- **Exercise set**:
A: Pick out every line of the entries that contains the string "slope", matching case exactly.
B: Carry on the text about semiconductor packaging from the point where it stops.

8. Geopolitics and strategic dimension

Packaging has become a reshoring priority: the US CHIPS Act funds back-end capacity (Amkor’s ~$2 billion Arizona plant, with a 10-year TSMC agreement), and Europe is supporting its own. The US-China contest is also reshaping OSAT customer allocation, with Western firms diversifying away from China-based assemblers toward Vietnam, Taiwan, and the US. JCET and other Chinese OSATs, meanwhile, anchor a parallel domestic supply chain.

9. A framework for financial analysis

•     Distinguish traditional from advanced. Advanced-packaging mix and growth are the value drivers; traditional assembly is a thin-margin base.

•     Watch capex and utilization. A back-end capacity race raises overbuild risk; utilization is the cyclical signal.

•     Track foundry encroachment. How much advanced packaging TSMC and Samsung keep in-house caps the OSAT opportunity.

•     Mind margins. OSAT returns are structurally lower than foundries’ — advanced packaging is the path up, not a guarantee.

Entries from a dataset
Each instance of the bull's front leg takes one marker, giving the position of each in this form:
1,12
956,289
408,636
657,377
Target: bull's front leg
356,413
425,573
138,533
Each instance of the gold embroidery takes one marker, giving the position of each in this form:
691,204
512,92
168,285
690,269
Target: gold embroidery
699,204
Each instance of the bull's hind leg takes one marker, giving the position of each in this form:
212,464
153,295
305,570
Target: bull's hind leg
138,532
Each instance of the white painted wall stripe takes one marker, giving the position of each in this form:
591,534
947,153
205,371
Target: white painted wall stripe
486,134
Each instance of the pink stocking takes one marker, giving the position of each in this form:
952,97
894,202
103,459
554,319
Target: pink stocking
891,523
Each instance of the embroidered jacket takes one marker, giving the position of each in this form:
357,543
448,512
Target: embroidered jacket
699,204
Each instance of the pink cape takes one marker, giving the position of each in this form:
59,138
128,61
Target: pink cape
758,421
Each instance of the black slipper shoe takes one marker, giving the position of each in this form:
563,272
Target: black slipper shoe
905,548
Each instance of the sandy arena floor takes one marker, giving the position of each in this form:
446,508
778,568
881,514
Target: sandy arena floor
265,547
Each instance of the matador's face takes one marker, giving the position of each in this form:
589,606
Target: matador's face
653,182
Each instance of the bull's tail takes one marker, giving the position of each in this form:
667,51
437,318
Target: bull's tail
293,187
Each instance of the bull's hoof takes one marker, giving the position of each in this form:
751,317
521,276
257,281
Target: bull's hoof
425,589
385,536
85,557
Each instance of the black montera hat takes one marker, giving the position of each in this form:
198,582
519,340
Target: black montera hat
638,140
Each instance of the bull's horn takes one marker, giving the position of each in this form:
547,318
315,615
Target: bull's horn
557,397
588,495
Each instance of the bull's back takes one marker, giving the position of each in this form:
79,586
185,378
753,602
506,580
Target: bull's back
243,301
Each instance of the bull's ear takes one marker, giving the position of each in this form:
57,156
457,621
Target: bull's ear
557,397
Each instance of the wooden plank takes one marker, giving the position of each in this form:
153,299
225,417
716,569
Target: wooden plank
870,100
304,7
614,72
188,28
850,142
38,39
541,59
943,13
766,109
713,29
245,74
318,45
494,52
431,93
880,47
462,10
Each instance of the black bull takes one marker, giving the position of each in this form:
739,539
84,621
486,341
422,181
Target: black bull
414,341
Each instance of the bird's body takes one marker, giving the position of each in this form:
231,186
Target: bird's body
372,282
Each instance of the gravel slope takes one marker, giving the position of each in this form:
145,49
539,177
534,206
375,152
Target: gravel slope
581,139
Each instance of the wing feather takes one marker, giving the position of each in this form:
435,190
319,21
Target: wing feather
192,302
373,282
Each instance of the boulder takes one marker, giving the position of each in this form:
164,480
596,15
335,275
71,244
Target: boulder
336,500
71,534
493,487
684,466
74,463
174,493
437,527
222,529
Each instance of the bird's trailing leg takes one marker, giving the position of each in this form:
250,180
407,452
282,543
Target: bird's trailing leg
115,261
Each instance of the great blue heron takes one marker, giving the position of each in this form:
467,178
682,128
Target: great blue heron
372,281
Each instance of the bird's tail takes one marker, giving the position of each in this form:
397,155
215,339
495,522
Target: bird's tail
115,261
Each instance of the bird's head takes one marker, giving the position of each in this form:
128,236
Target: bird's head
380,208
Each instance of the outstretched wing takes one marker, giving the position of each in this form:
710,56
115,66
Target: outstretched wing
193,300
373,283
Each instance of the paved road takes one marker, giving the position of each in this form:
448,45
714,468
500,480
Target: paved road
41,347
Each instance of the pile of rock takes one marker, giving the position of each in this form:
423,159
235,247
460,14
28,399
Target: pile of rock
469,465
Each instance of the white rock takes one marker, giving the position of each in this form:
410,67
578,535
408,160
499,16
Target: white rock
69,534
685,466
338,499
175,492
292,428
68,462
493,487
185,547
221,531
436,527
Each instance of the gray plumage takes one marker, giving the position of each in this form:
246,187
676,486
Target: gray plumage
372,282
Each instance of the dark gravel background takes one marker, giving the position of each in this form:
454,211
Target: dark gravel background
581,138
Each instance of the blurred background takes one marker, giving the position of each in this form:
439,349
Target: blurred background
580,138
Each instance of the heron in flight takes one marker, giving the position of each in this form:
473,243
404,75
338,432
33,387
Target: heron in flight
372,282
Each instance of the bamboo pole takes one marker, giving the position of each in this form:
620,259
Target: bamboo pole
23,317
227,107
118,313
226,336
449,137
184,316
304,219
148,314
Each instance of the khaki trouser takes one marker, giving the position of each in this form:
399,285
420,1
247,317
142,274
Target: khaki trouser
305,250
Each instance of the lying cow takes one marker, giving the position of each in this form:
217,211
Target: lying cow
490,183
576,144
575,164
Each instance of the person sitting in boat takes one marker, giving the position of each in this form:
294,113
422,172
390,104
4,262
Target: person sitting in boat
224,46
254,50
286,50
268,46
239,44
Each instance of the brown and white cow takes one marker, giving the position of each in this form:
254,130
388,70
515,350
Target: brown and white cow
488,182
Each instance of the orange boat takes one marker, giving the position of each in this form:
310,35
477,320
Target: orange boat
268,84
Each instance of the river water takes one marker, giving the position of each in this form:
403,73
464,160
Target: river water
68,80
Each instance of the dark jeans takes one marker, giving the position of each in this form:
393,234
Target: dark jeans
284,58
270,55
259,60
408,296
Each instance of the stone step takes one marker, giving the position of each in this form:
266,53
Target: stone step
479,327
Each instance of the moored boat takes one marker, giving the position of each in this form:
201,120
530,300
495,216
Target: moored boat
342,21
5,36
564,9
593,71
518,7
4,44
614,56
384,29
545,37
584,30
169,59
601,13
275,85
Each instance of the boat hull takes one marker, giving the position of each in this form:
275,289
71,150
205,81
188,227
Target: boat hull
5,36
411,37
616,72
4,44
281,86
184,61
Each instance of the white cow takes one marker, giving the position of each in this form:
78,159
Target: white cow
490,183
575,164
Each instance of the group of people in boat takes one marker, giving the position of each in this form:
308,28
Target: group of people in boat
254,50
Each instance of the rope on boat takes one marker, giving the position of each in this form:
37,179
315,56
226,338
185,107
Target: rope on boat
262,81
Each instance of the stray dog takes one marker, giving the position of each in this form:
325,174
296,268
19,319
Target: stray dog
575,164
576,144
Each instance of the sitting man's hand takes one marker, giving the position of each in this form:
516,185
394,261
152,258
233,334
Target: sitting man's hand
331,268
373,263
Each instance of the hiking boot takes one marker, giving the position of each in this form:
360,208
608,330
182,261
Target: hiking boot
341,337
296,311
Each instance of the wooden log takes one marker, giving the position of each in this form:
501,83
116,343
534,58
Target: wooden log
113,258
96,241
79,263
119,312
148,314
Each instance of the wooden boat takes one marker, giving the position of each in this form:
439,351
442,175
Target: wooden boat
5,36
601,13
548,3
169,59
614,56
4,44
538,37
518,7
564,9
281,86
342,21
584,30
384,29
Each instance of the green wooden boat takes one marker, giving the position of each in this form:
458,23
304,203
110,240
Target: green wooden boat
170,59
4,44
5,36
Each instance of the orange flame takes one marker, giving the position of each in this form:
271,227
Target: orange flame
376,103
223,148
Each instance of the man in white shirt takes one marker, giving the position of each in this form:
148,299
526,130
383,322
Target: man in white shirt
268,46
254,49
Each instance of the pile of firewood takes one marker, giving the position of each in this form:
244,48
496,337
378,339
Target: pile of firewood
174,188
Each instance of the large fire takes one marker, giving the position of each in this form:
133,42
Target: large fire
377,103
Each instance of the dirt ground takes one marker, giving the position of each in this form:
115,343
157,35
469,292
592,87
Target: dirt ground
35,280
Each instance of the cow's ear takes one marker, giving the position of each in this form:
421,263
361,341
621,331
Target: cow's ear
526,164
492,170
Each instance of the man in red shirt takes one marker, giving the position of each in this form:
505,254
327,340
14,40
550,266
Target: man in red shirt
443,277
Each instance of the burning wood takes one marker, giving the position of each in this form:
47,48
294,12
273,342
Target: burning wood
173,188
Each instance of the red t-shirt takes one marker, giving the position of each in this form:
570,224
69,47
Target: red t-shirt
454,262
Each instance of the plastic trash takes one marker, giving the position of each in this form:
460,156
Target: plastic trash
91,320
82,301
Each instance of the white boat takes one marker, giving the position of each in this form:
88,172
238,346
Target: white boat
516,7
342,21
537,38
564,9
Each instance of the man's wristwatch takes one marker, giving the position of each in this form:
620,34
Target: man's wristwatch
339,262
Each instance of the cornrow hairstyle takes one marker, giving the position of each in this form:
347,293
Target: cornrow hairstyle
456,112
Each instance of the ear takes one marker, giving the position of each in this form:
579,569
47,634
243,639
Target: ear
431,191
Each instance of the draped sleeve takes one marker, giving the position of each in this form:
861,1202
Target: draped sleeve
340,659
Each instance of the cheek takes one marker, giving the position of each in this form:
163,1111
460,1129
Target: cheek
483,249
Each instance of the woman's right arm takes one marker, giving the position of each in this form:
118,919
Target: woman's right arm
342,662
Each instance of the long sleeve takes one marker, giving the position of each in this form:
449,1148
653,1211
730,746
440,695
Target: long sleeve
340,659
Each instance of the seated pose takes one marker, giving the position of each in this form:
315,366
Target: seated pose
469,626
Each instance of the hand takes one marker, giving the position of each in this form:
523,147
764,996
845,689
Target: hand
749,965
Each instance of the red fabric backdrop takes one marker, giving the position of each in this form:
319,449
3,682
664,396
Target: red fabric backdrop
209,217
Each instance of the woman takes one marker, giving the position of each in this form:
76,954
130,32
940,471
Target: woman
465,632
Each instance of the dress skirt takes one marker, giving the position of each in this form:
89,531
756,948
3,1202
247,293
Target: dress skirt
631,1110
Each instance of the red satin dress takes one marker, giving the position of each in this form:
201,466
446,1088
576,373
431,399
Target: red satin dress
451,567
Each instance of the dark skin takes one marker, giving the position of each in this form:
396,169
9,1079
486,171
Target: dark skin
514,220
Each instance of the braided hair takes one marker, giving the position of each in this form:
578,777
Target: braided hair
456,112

- **The replies**:
A:
Each instance of the gravel slope takes one marker, giving the position of each in this form:
Target: gravel slope

B:
10. Key debates

•     Who captures advanced-packaging value? OSATs versus foundries (TSMC) versus IDMs — the segment’s defining contest.

•     Overbuild risk. Whether the simultaneous capacity race produces a glut in 2026–27.

•     Hybrid bonding leadership. Which players master sub-10-micron hybrid bonding at high yield.

11. Risk summary

•     Thin margins — structural, especially in traditional assembly.

•     Foundry encroachment — TSMC capturing the most profitable packaging in-house.

•     Capex / overbuild — a coordinated back-end build-out risks overcapacity.

•     Customer & geographic concentration — AI demand and reshoring politics both concentrate risk.